#### [Problem requirements]
Every record here must be copied exactly, except for the images it holds.

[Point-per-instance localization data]
******
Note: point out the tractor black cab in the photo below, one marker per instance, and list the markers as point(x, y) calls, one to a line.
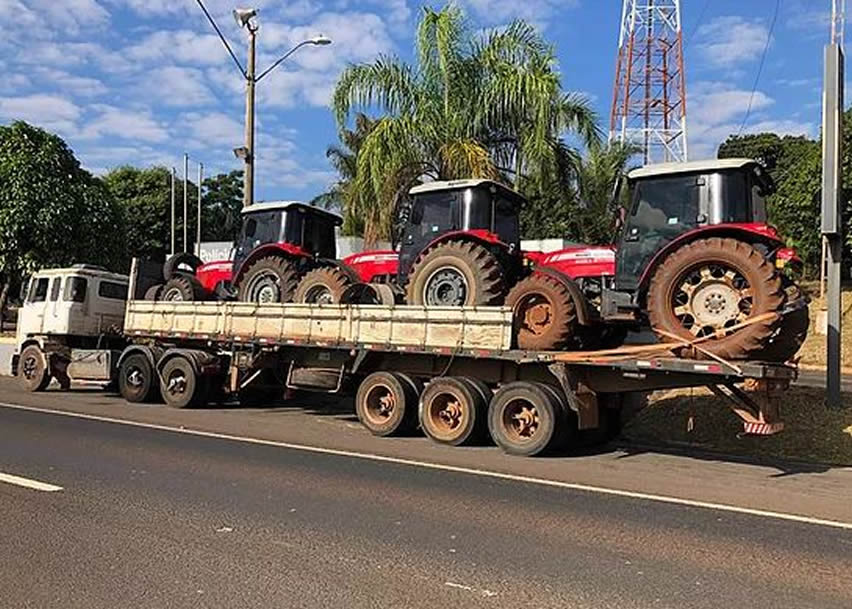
point(669, 200)
point(480, 210)
point(300, 228)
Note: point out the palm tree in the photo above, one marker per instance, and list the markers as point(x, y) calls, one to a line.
point(488, 105)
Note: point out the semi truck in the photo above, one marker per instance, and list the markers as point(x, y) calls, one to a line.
point(454, 373)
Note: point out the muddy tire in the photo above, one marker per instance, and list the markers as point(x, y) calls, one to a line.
point(183, 262)
point(386, 404)
point(269, 280)
point(182, 288)
point(793, 329)
point(712, 284)
point(33, 369)
point(154, 292)
point(456, 273)
point(322, 286)
point(544, 313)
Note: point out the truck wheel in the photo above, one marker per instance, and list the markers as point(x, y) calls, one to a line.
point(453, 411)
point(710, 285)
point(136, 379)
point(524, 418)
point(269, 280)
point(33, 372)
point(454, 274)
point(792, 331)
point(182, 288)
point(180, 385)
point(322, 286)
point(155, 292)
point(186, 262)
point(386, 404)
point(543, 312)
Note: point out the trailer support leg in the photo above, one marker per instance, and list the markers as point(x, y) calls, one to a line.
point(758, 407)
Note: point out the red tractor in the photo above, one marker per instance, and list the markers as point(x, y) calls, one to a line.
point(279, 243)
point(696, 259)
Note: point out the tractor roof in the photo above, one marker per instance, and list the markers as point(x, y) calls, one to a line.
point(709, 165)
point(458, 185)
point(285, 205)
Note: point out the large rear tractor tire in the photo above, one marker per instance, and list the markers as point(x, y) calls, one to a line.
point(544, 313)
point(455, 274)
point(708, 286)
point(182, 288)
point(322, 286)
point(269, 280)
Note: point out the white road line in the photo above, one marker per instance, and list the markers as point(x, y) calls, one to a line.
point(27, 483)
point(723, 507)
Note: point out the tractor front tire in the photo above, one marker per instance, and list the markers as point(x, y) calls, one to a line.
point(708, 286)
point(456, 273)
point(271, 279)
point(544, 313)
point(182, 288)
point(322, 286)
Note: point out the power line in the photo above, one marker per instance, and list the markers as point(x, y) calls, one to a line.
point(760, 67)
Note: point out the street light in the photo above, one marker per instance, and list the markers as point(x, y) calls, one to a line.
point(246, 18)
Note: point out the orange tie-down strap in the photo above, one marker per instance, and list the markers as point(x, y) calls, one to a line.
point(632, 351)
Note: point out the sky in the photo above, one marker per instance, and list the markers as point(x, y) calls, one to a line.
point(140, 82)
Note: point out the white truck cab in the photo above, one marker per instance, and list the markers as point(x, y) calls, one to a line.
point(70, 320)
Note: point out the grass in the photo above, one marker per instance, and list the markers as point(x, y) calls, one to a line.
point(812, 432)
point(812, 352)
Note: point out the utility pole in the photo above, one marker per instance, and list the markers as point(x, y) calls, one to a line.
point(185, 200)
point(173, 211)
point(198, 213)
point(251, 83)
point(832, 180)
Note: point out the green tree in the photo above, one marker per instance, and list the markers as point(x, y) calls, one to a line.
point(52, 211)
point(222, 202)
point(474, 105)
point(144, 196)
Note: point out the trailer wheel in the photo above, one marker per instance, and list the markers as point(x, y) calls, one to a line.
point(710, 285)
point(543, 311)
point(33, 371)
point(182, 288)
point(180, 385)
point(455, 274)
point(524, 418)
point(270, 280)
point(136, 379)
point(386, 403)
point(322, 286)
point(453, 411)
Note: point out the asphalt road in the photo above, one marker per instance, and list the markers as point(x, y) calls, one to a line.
point(154, 518)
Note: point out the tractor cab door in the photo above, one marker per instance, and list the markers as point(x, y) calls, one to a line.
point(432, 215)
point(662, 209)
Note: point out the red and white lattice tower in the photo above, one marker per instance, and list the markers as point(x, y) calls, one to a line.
point(649, 100)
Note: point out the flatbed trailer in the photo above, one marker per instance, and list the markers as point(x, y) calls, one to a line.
point(451, 372)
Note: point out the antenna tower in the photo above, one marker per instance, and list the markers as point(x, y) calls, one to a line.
point(649, 97)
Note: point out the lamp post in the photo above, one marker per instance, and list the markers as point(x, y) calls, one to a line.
point(246, 18)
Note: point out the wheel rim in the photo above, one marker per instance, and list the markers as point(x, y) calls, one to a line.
point(379, 405)
point(264, 288)
point(711, 298)
point(173, 295)
point(521, 420)
point(176, 383)
point(319, 294)
point(535, 313)
point(446, 287)
point(447, 415)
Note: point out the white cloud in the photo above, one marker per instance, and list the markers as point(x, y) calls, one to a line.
point(48, 111)
point(123, 123)
point(730, 40)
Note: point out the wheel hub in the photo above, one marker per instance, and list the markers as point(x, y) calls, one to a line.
point(446, 287)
******
#### [Answer section]
Note: point out the tractor black cab in the photo below, one marker per instance, and list the markers as point(x, y) calls, one to a line.
point(669, 200)
point(480, 210)
point(300, 228)
Note: point out the palm tree in the photo above, one marker per instance, and list the markers as point(x, y) calls, one to a line.
point(488, 105)
Note: point out the semi truck in the photo above, one marker per instance, and list the markers as point(x, y) calls, one to a line.
point(454, 373)
Note: point out the muddy tire in the photo above, one marker per instance, and list the markers as point(x, y) calls, one to a line.
point(183, 262)
point(386, 404)
point(269, 280)
point(182, 288)
point(793, 329)
point(712, 284)
point(33, 369)
point(154, 292)
point(456, 273)
point(322, 286)
point(544, 313)
Note: point out the truck wheel in the photo above, one marker per instance, and list the markers as point(x, y) calls, one to a line.
point(453, 411)
point(710, 285)
point(136, 379)
point(524, 418)
point(269, 280)
point(33, 372)
point(454, 274)
point(792, 331)
point(182, 288)
point(180, 385)
point(322, 286)
point(155, 292)
point(186, 262)
point(386, 404)
point(543, 312)
Note: point out the trailer support leg in the photo above, one marker per instance, and list the markers as point(x, y) calls, one to a line.
point(758, 407)
Note: point out the red tractor in the photo above, one marker per instance, and list the markers as point(x, y) calls, one to a line.
point(279, 243)
point(696, 259)
Note: point out the tractor roof in the photo above, one marker per instance, and list the markers as point(x, y) calls, one to a line.
point(709, 165)
point(458, 185)
point(285, 205)
Note: point out the large rear tractor tire in the photo above, one marker per instance, and list the markers as point(x, y) calls, one to a line.
point(544, 313)
point(455, 274)
point(708, 286)
point(182, 288)
point(322, 286)
point(269, 280)
Note: point out the white road line in the photo above, one marker per instance, and list the markers as point(x, y) calls, one to a line.
point(27, 483)
point(723, 507)
Note: point out the tractor front tire in the photo above, one marker per instance, and list the markers as point(x, y) calls, one to a line.
point(708, 286)
point(456, 273)
point(271, 279)
point(544, 313)
point(182, 288)
point(322, 286)
Note: point out the power line in the photo above, one marker per instance, and list the markers as point(x, y) calls, one to a line.
point(760, 67)
Note: point out the street light in the photo above, one marker per instance, and list the markers as point(x, y) calls, one to a line.
point(246, 18)
Note: point out the orange tie-down strap in the photo above, one marker per instance, and list the markers as point(x, y) calls, one to a line.
point(632, 351)
Note: point out the sky in the photo above, one marker per instance, and list the markers as point(x, y) calls, one to a line.
point(140, 82)
Note: point out the white truck cab in the photo above, one marker per instance, and list the markers as point(x, y) calls, one to a line.
point(70, 320)
Note: point out the grass in the photo above, one marker per instance, and list the markers as point(x, y) calls, one to a line.
point(812, 432)
point(812, 352)
Note: point out the utility pole in the photo above, one marker per instance, and list the markers as point(x, y) calls, one to a line.
point(185, 200)
point(173, 211)
point(198, 213)
point(251, 83)
point(832, 180)
Note: point out the green tree in the photo above, one marker per instance, and list the markers as point(x, y) calls, one to a line.
point(52, 211)
point(222, 202)
point(474, 105)
point(144, 196)
Note: point out the trailer wheel in the photo above, one marker per instance, and list the markers as point(x, y) calls, one to a line.
point(710, 285)
point(543, 311)
point(33, 371)
point(182, 288)
point(180, 385)
point(455, 274)
point(524, 418)
point(270, 280)
point(136, 379)
point(386, 403)
point(322, 286)
point(453, 411)
Note: point out the asphalt road in the photo above, one marker per instance, and list the markers as point(x, y) calls, one to a line.
point(154, 518)
Note: point out the tractor cab door in the photo above, one marker per instance, and list the markers as point(x, y) calls, one to a line.
point(432, 215)
point(662, 209)
Note: point out the red and white lattice tower in the photo above, one marker per instance, and list the markers as point(x, y) calls, one to a line.
point(649, 100)
Note: point out the flatbed trailer in the photo above, one marker per instance, and list the markers as point(x, y) calls, one to a line.
point(451, 372)
Note: point out the antenna tower in the photo above, one marker per instance, and list the markers as point(x, y) calls, one to a line.
point(649, 97)
Note: point out the lamp post in the photo above, one marker per instance, and list the markers as point(x, y) calls, one to a line.
point(246, 18)
Note: point out the wheel rim in the photo above, one marker per instance, and list the markers as point(x, y) calls, one to a line.
point(379, 405)
point(264, 288)
point(711, 298)
point(173, 295)
point(521, 420)
point(176, 383)
point(319, 294)
point(535, 313)
point(446, 287)
point(447, 415)
Note: point out the white cloud in the photo above, one marker per instance, and list the markers as point(x, y) calls, one to a line.
point(48, 111)
point(123, 123)
point(730, 40)
Note: point out the wheel hub in the photo above, one marker per instance, and list the markers as point(x, y) calls, one to a line.
point(446, 287)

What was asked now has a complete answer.